● **Set exercise**
Identify every line in the records that contains the string "white", and copy each one out. Case counts.
===
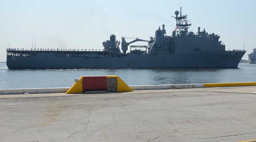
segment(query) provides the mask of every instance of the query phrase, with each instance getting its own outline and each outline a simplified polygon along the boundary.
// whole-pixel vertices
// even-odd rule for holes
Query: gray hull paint
[[[192,52],[161,55],[128,54],[122,57],[90,58],[55,57],[43,53],[28,57],[8,57],[7,65],[10,69],[237,67],[245,53]]]

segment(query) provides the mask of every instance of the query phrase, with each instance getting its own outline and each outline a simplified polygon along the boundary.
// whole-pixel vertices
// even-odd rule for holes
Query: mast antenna
[[[195,25],[195,26],[194,26],[194,27],[193,27],[193,28],[192,28],[192,29],[191,29],[191,31],[190,31],[190,32],[191,32],[192,31],[192,30],[193,30],[193,28],[195,28],[195,27],[196,27],[196,25],[197,25],[197,23],[196,23],[196,25]]]

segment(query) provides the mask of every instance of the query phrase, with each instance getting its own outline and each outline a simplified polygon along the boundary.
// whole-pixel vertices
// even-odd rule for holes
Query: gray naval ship
[[[148,41],[136,38],[120,42],[112,35],[102,43],[103,50],[11,48],[7,50],[7,65],[10,69],[237,67],[246,51],[226,51],[220,36],[205,29],[194,33],[187,15],[174,12],[176,27],[166,35],[164,25]],[[130,46],[138,41],[148,46]]]
[[[256,64],[256,49],[255,48],[252,50],[252,52],[248,55],[248,58],[250,61],[250,64]]]

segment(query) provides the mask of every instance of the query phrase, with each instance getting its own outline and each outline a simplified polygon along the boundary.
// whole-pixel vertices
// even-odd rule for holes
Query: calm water
[[[0,89],[69,87],[82,75],[119,76],[128,85],[255,82],[256,64],[236,68],[10,70],[0,63]]]

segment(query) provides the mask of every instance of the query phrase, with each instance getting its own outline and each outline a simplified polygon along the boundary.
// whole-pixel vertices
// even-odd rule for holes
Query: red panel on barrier
[[[86,76],[83,77],[83,92],[85,90],[105,90],[107,91],[107,76]]]

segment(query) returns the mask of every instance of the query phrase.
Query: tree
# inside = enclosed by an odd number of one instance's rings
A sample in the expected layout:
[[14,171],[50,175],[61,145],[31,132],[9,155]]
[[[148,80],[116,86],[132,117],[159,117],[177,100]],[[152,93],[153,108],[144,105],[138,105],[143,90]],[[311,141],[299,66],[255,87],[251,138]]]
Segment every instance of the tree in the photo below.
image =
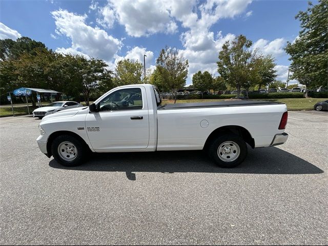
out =
[[281,80],[275,80],[269,85],[269,89],[279,89],[285,88],[286,87],[286,83],[284,83]]
[[225,91],[227,89],[227,82],[220,76],[213,79],[212,89],[214,91]]
[[114,81],[117,86],[141,84],[144,66],[137,60],[124,59],[117,63]]
[[[286,52],[291,56],[290,68],[307,89],[326,85],[328,83],[328,1],[319,0],[313,6],[309,3],[305,11],[295,16],[300,22],[301,31],[294,43],[288,42]],[[308,96],[306,90],[305,97]]]
[[[156,60],[156,69],[163,79],[165,87],[172,93],[175,92],[186,85],[188,73],[188,60],[184,59],[178,50],[171,47],[163,49]],[[174,103],[176,101],[176,94]]]
[[193,76],[193,85],[194,88],[201,91],[201,98],[203,98],[204,91],[210,91],[213,88],[213,78],[207,71],[202,73],[199,71]]
[[165,84],[165,80],[161,76],[159,70],[156,68],[153,73],[150,77],[150,83],[155,86],[159,91],[164,92],[167,91],[169,89],[167,87],[167,85]]
[[87,106],[89,105],[90,96],[91,93],[99,89],[99,83],[103,78],[107,67],[106,63],[98,59],[86,59],[83,57],[79,57],[81,65],[82,77],[82,93]]
[[270,55],[260,55],[256,61],[254,69],[257,69],[260,77],[258,77],[258,89],[262,86],[266,87],[277,77],[277,70],[274,69],[276,64],[274,58]]
[[250,69],[257,58],[256,51],[252,52],[251,46],[252,42],[241,35],[231,44],[225,42],[219,53],[217,71],[224,80],[237,88],[238,98],[241,87],[248,86],[251,81]]
[[35,55],[35,50],[38,49],[48,49],[43,43],[27,37],[19,37],[16,41],[10,39],[0,39],[0,59],[18,59],[24,53]]

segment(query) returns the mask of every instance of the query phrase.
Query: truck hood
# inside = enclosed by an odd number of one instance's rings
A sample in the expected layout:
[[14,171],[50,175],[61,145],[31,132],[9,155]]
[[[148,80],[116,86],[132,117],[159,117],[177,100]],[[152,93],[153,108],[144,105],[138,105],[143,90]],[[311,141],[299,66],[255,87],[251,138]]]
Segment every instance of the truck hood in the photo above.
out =
[[74,116],[75,114],[81,110],[85,110],[87,109],[87,107],[80,108],[74,108],[73,109],[66,109],[61,111],[57,112],[54,114],[49,114],[44,117],[42,121],[48,120],[48,119],[52,119],[57,118],[63,118],[66,117]]

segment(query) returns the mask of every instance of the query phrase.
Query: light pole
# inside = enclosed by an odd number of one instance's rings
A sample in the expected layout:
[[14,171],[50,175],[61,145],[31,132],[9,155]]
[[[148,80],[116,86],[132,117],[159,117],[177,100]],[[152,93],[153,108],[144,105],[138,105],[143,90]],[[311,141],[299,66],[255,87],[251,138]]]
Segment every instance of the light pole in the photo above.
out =
[[144,55],[144,70],[145,70],[145,74],[144,76],[144,79],[146,78],[146,58],[145,58],[147,55]]
[[[287,76],[287,86],[286,89],[288,90],[288,81],[289,81],[289,67],[288,67],[288,76]],[[288,91],[287,91],[288,92]]]

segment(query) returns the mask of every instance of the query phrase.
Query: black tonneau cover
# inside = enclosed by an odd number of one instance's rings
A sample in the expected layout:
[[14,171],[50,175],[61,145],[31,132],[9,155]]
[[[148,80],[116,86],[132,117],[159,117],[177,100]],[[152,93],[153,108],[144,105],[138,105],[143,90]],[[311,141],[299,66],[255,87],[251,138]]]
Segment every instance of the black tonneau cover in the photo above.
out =
[[282,104],[277,101],[252,101],[242,100],[235,101],[210,101],[208,102],[192,102],[188,104],[169,104],[163,106],[159,110],[190,109],[193,108],[211,108],[217,107],[250,106]]

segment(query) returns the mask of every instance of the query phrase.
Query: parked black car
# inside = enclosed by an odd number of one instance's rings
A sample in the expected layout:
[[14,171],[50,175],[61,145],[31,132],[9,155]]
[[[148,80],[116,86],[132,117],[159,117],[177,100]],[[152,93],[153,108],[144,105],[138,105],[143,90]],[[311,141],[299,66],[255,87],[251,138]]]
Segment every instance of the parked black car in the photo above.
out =
[[316,103],[314,106],[314,109],[317,111],[328,110],[328,100]]

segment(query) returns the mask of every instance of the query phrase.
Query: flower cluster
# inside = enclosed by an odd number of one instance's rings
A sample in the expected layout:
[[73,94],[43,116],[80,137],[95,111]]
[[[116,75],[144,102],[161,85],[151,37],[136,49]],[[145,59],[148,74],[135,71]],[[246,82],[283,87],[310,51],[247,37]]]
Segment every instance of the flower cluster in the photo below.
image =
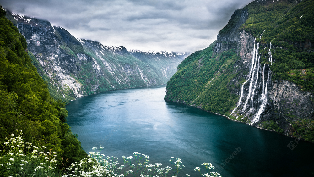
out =
[[205,166],[205,168],[206,169],[206,173],[202,174],[202,173],[201,173],[200,167],[196,167],[195,169],[194,169],[194,170],[199,171],[202,176],[203,177],[204,176],[206,177],[222,177],[218,173],[211,172],[210,173],[211,174],[210,175],[208,174],[208,172],[209,171],[212,169],[214,169],[215,168],[215,167],[210,163],[203,162],[202,165]]
[[[22,138],[23,131],[15,131],[16,135],[12,134],[6,138],[7,141],[3,144],[0,142],[3,149],[0,154],[0,171],[5,172],[3,174],[7,176],[34,176],[43,173],[50,176],[56,174],[56,153],[51,152],[51,149],[45,152],[46,148],[44,146],[39,148],[32,146],[31,143],[24,143]],[[28,153],[24,152],[25,146]]]

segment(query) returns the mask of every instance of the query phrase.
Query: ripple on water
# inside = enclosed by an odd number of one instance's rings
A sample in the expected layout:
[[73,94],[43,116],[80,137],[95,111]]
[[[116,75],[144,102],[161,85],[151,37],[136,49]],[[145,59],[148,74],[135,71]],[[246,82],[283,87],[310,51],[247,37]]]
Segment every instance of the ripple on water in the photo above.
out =
[[[110,156],[139,152],[164,168],[171,165],[171,157],[180,158],[186,167],[181,176],[199,176],[194,169],[204,162],[224,177],[305,176],[313,172],[314,145],[300,141],[291,151],[287,146],[293,139],[165,102],[165,89],[133,88],[78,99],[67,106],[68,123],[87,152],[101,145]],[[220,167],[238,147],[241,151]]]

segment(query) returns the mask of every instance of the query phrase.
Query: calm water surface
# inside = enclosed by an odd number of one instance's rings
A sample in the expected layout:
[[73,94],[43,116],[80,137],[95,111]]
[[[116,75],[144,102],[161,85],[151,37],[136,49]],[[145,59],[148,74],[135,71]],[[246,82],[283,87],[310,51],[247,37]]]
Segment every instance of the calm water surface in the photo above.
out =
[[[101,145],[102,153],[121,160],[138,152],[163,168],[171,165],[171,157],[181,158],[186,168],[180,176],[200,176],[194,169],[203,170],[204,162],[223,177],[314,176],[313,144],[166,102],[165,89],[129,89],[78,98],[67,106],[68,123],[87,152]],[[239,152],[233,155],[236,149]]]

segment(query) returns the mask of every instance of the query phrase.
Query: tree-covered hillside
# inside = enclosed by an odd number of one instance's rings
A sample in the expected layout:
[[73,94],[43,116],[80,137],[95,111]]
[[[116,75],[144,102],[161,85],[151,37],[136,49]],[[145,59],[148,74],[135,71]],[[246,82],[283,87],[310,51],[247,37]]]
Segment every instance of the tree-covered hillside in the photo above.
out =
[[[241,28],[253,36],[263,33],[257,41],[261,44],[272,43],[276,60],[271,67],[273,79],[291,81],[313,92],[314,1],[297,2],[279,1],[265,6],[252,3],[244,8],[247,9],[249,18]],[[270,45],[260,48],[261,65],[268,62],[265,56],[269,49]]]
[[314,141],[313,37],[314,0],[255,1],[178,66],[165,99]]
[[77,161],[87,154],[65,122],[65,103],[50,96],[31,62],[25,38],[5,15],[0,7],[0,141],[18,129],[26,142],[57,152],[59,163],[68,157],[69,164]]

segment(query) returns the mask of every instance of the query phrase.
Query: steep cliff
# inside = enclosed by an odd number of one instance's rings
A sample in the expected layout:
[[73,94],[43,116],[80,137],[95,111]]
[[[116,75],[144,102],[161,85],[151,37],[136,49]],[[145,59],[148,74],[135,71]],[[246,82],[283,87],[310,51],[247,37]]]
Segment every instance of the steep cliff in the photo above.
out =
[[257,0],[236,11],[179,65],[165,99],[314,142],[313,7]]
[[186,56],[129,52],[122,46],[76,39],[46,21],[8,11],[7,17],[26,39],[29,54],[51,94],[68,102],[109,90],[165,84]]

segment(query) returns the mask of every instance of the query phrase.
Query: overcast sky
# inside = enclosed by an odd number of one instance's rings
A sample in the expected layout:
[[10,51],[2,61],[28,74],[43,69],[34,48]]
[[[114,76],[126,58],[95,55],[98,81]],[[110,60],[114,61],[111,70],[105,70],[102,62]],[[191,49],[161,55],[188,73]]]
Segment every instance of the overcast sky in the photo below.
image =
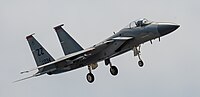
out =
[[[0,97],[200,97],[198,0],[0,0]],[[64,56],[54,26],[64,29],[84,48],[113,35],[129,22],[147,18],[173,22],[174,33],[142,45],[144,68],[133,52],[111,59],[113,77],[103,62],[86,80],[87,67],[59,75],[30,76],[36,67],[25,39],[36,39],[54,58]]]

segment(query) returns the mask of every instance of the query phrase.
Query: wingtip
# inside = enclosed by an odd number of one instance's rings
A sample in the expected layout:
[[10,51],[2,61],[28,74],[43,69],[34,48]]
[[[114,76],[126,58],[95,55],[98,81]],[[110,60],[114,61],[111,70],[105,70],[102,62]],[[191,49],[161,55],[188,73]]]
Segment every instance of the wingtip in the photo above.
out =
[[33,34],[31,34],[31,35],[28,35],[28,36],[26,36],[26,39],[29,39],[29,38],[31,38],[31,37],[33,37],[33,35],[34,35],[35,33],[33,33]]
[[58,25],[58,26],[55,26],[54,29],[55,29],[55,30],[56,30],[56,29],[59,29],[59,28],[61,28],[62,26],[64,26],[64,24],[60,24],[60,25]]

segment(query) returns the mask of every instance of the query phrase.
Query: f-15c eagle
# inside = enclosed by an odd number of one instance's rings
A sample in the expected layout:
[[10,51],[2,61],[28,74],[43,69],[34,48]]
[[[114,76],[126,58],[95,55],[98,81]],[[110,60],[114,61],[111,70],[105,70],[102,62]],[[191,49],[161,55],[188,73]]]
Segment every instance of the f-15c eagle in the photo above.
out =
[[180,25],[174,23],[152,22],[147,19],[140,19],[129,23],[125,28],[114,33],[114,35],[104,41],[83,49],[62,26],[63,24],[54,27],[54,29],[57,32],[65,56],[55,60],[33,35],[27,36],[26,39],[37,67],[28,71],[23,71],[21,74],[35,70],[38,71],[30,77],[15,82],[43,74],[59,74],[87,66],[89,73],[86,75],[86,79],[89,83],[92,83],[95,79],[92,70],[98,67],[97,63],[100,61],[104,61],[105,65],[109,65],[110,73],[115,76],[118,74],[118,69],[111,64],[111,58],[132,50],[134,56],[138,56],[139,58],[138,65],[142,67],[144,62],[140,57],[141,44],[147,41],[152,43],[152,40],[156,38],[160,40],[160,37],[180,27]]

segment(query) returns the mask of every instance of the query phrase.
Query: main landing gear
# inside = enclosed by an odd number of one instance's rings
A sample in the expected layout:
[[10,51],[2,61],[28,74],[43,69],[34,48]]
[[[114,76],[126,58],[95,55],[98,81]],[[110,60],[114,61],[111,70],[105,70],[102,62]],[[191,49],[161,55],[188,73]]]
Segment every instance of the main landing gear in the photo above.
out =
[[140,57],[140,45],[138,47],[134,47],[133,48],[133,51],[134,51],[134,56],[138,56],[139,58],[139,61],[138,61],[138,65],[140,67],[143,67],[144,66],[144,62],[142,61],[141,57]]
[[[110,62],[110,59],[106,59],[105,60],[105,64],[106,65],[110,65],[110,73],[113,75],[113,76],[116,76],[118,74],[118,69],[116,66],[113,66]],[[88,65],[88,70],[89,70],[89,73],[86,75],[86,79],[89,83],[92,83],[94,82],[94,75],[92,74],[92,65]]]
[[88,65],[88,70],[89,73],[87,74],[86,79],[89,83],[92,83],[94,82],[94,75],[92,74],[92,67],[90,65]]
[[113,75],[113,76],[116,76],[118,74],[118,69],[116,66],[113,66],[112,63],[110,62],[110,59],[106,59],[105,60],[105,64],[106,65],[110,65],[110,73]]

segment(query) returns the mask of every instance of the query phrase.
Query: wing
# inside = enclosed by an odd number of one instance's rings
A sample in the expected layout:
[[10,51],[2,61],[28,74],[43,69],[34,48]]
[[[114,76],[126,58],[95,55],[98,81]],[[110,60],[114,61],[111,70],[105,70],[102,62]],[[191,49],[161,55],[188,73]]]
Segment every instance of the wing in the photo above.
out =
[[62,63],[64,61],[68,62],[69,64],[73,63],[74,61],[77,61],[79,59],[82,59],[82,58],[85,58],[85,57],[89,56],[90,52],[93,51],[93,50],[94,50],[94,48],[88,48],[88,49],[85,49],[85,50],[82,50],[82,51],[78,51],[78,52],[66,55],[66,56],[64,56],[62,58],[59,58],[59,59],[57,59],[57,60],[55,60],[53,62],[38,66],[37,68],[30,69],[30,70],[27,70],[27,71],[23,71],[23,72],[21,72],[21,74],[28,73],[28,72],[31,72],[31,71],[34,71],[34,70],[37,70],[37,69],[40,69],[40,68],[44,68],[44,67],[51,67],[51,66],[54,67],[54,68],[49,68],[48,70],[45,70],[43,72],[38,72],[37,73],[38,75],[45,74],[45,73],[48,73],[48,72],[56,70],[56,67],[58,67],[57,65],[59,65],[59,63]]
[[[108,39],[106,41],[103,41],[97,45],[94,45],[93,47],[95,48],[95,52],[102,51],[106,49],[109,46],[113,46],[115,50],[119,50],[123,45],[128,41],[133,39],[133,37],[114,37],[111,39]],[[117,45],[116,45],[117,44]]]

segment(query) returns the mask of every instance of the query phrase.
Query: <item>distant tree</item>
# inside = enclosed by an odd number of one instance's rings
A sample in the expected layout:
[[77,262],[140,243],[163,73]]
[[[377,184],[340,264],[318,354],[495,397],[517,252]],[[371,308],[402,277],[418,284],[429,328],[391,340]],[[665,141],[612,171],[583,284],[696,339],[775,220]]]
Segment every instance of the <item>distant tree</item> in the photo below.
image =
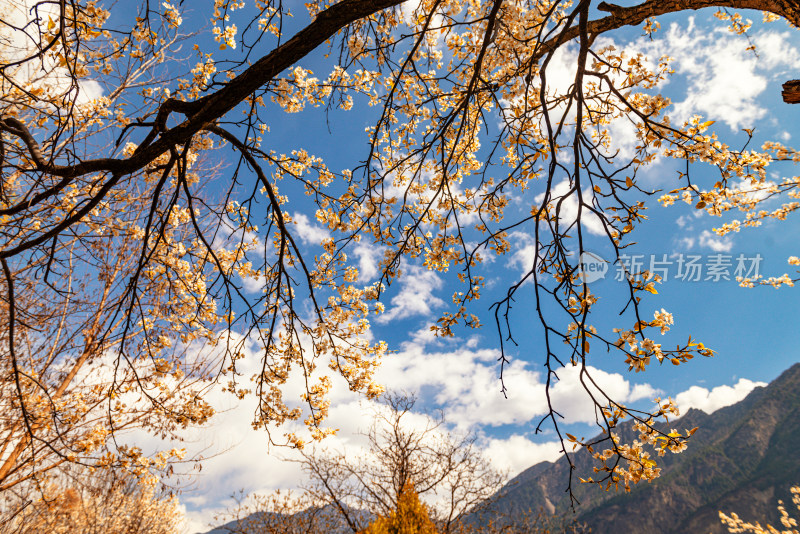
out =
[[[800,511],[800,486],[794,486],[790,490],[792,492],[792,503]],[[789,515],[782,501],[778,501],[778,511],[781,514],[781,524],[785,527],[783,530],[778,530],[772,525],[762,527],[760,523],[747,523],[735,513],[725,515],[723,512],[719,513],[719,518],[722,524],[728,527],[729,532],[752,532],[753,534],[800,534],[798,529],[798,519]]]

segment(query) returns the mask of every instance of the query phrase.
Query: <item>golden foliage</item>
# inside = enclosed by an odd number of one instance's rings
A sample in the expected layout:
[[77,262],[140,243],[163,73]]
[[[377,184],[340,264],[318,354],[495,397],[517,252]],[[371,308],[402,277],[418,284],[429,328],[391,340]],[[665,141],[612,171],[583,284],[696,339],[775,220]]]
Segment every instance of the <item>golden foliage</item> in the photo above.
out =
[[[792,503],[797,507],[797,510],[800,511],[800,486],[794,486],[790,491],[792,493]],[[789,512],[786,511],[782,501],[778,501],[778,512],[781,514],[781,525],[784,527],[783,530],[778,530],[772,525],[762,527],[758,522],[747,523],[735,513],[726,515],[720,512],[719,518],[722,520],[722,524],[728,527],[728,532],[752,532],[753,534],[800,533],[800,530],[798,529],[798,519],[789,515]]]

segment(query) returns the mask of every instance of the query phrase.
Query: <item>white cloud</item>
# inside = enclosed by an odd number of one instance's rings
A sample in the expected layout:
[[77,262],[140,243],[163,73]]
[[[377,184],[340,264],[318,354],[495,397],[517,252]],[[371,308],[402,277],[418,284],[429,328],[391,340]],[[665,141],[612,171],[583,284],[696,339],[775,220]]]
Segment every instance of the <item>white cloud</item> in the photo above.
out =
[[406,267],[400,278],[400,289],[392,297],[391,305],[386,312],[375,319],[379,324],[386,324],[396,319],[405,319],[414,315],[429,317],[433,308],[444,306],[444,301],[434,295],[444,283],[439,276],[419,265]]
[[681,414],[685,414],[689,408],[697,408],[710,414],[736,404],[745,398],[753,389],[766,386],[766,382],[753,382],[746,378],[740,378],[733,386],[717,386],[711,391],[700,386],[692,386],[686,391],[675,396],[675,403]]
[[[550,190],[550,205],[553,209],[558,207],[559,212],[559,230],[566,230],[567,226],[574,223],[578,218],[578,192],[570,191],[572,185],[569,180],[562,180]],[[544,193],[537,195],[534,199],[536,204],[541,204],[544,201]],[[584,203],[591,204],[591,199],[594,193],[590,189],[582,192]],[[592,212],[583,207],[581,212],[581,225],[582,228],[594,235],[605,235],[606,231],[603,227],[603,222]],[[570,233],[574,233],[570,232]]]

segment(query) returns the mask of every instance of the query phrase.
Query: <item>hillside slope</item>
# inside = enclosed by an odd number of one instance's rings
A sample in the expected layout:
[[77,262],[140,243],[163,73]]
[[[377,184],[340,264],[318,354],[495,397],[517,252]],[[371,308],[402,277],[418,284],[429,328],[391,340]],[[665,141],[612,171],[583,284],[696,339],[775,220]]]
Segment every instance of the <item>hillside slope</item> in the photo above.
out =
===
● **Worked solution**
Query: <item>white cloud</item>
Segment every instance of the <item>white cloud</item> in the photo above.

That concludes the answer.